**Goal of the exercise**:
Print each entry verbatim.

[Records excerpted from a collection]

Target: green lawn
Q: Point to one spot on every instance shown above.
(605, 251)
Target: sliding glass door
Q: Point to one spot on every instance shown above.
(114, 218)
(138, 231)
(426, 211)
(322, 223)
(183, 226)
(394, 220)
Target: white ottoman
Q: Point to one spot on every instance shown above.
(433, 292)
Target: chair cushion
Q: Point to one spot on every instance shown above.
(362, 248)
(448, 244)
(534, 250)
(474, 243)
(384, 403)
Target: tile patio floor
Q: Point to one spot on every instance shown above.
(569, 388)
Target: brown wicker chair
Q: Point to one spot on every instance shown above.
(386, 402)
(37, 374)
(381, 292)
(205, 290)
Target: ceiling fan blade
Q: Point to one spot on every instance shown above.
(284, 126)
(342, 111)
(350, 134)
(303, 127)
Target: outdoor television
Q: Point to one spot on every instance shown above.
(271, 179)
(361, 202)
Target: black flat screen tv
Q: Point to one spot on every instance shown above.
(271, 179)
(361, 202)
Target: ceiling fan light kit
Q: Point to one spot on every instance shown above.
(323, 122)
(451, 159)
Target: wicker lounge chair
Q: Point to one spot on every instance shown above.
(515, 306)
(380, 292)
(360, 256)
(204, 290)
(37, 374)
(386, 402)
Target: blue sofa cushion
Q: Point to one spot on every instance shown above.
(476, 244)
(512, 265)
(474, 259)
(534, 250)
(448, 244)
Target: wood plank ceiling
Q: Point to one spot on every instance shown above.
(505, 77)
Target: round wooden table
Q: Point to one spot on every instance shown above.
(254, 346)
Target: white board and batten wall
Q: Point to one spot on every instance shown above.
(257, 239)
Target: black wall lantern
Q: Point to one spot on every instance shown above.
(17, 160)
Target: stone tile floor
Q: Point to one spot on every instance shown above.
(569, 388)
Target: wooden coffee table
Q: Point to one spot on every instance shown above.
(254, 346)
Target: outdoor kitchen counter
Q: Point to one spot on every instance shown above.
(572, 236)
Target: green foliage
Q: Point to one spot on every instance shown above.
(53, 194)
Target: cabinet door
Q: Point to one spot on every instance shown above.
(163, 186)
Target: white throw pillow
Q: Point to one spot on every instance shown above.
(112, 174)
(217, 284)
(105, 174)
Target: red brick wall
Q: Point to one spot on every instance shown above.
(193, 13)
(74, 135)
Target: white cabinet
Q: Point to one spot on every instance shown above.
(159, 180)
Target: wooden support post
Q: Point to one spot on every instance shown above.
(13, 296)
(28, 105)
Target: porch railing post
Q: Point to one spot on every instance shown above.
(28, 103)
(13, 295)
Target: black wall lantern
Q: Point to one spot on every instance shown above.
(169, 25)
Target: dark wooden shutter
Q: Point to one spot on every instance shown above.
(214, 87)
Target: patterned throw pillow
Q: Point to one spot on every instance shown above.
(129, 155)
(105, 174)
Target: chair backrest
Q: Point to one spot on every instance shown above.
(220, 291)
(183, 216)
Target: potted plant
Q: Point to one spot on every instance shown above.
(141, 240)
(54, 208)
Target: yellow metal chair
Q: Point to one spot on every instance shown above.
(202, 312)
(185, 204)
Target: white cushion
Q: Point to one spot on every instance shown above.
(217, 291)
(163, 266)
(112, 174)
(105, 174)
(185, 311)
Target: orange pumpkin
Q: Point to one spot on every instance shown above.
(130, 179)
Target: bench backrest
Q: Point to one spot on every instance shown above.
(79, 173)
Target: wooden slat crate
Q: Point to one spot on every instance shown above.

**Output of the task**:
Target: green lawn
Q: Point to one spot on every instance shown above.
(605, 251)
Target: sliding glass door
Q: Point to one spot on every instance shown above.
(114, 218)
(138, 231)
(426, 211)
(322, 223)
(183, 226)
(394, 220)
Target: white ottoman
Q: Point to one spot on every instance shown above.
(433, 292)
Target: chair cushion
Q: Point to one spot on every instance shown above.
(362, 248)
(448, 244)
(534, 250)
(474, 243)
(384, 403)
Target: tile patio floor
Q: Point to one spot on every instance shown above.
(569, 388)
Target: brown wicker chair
Q: Point to one spot on every instance shown above.
(386, 402)
(37, 374)
(381, 292)
(205, 290)
Target: ceiling fan blade
Q: Point to one spot on every instance shown above.
(284, 126)
(342, 111)
(350, 134)
(303, 127)
Target: outdoor television
Q: Point to one spot on every instance shown above.
(271, 179)
(361, 202)
Target: black flat screen tv
Q: Point to one spot on every instance shown above.
(271, 179)
(361, 202)
Target: ceiling fan light kit
Q: Point to one spot on every instance shown above.
(323, 122)
(451, 159)
Target: wicker lounge chair
Q: Point to one spot on every instance shown above.
(515, 306)
(380, 292)
(360, 256)
(204, 290)
(37, 374)
(386, 402)
Target: blue sofa cushion
Q: Point to one spot on every instance shown above.
(476, 244)
(512, 265)
(474, 259)
(534, 250)
(448, 244)
Target: wood plank ceiling
Q: Point to one spot on every instance shown above.
(505, 77)
Target: round wooden table
Q: Point to one spot on every instance shown above.
(254, 346)
Target: white board and batten wall
Q: Point to one spot on every instance shown above.
(257, 239)
Target: black wall lantern
Q: Point to one spot on every instance shown above.
(17, 160)
Target: stone tile floor
Q: Point to one spot on every instance shown above.
(569, 388)
Target: wooden coffee table
Q: Point to one spot on every instance shown above.
(254, 346)
Target: outdoor kitchen counter
Q: Point to one spot on every instance shown above.
(572, 236)
Target: green foliage
Q: Point to one spot on every instance shown above.
(53, 194)
Target: cabinet door
Q: Point to one spot on every instance shown above.
(163, 186)
Target: white throw pillow
Q: Point to one spot on every instance shown above.
(112, 174)
(217, 284)
(105, 174)
Target: red brick wall
Q: Point to one spot on every instance shown above.
(193, 13)
(74, 135)
Target: white cabinet
Q: Point to one spot on every instance shown above.
(159, 180)
Target: wooden support post
Q: Point to one spot on every instance shown above.
(13, 296)
(28, 105)
Target: porch railing post
Q: Point to one spot on every instance shown above.
(28, 103)
(13, 295)
Target: black wall lantern
Q: Point to one spot on every instance shown above.
(169, 25)
Target: dark wooden shutter
Q: Point to one spot on every instance shown above.
(214, 87)
Target: patterned throw pillow
Q: Point to one spot on every instance shown above.
(129, 155)
(105, 174)
Target: chair backrest
Q: Point to one spot on every instance shown above.
(220, 291)
(183, 216)
Target: potted plant
Q: Point to one spot on every instance shown above.
(141, 240)
(54, 208)
Target: yellow metal chair
Q: Point to one spot on every instance shown above.
(202, 312)
(185, 204)
Target: white cushion
Q: Point to one spot on every instance shown above.
(217, 291)
(163, 266)
(112, 174)
(105, 174)
(185, 311)
Target: orange pumpkin
Q: Point to one spot on every instance shown above.
(130, 179)
Target: bench backrest
Q: Point to one spot on every instance shown above.
(79, 173)
Target: wooden slat crate
Q: Point to one spot on every instance shown above.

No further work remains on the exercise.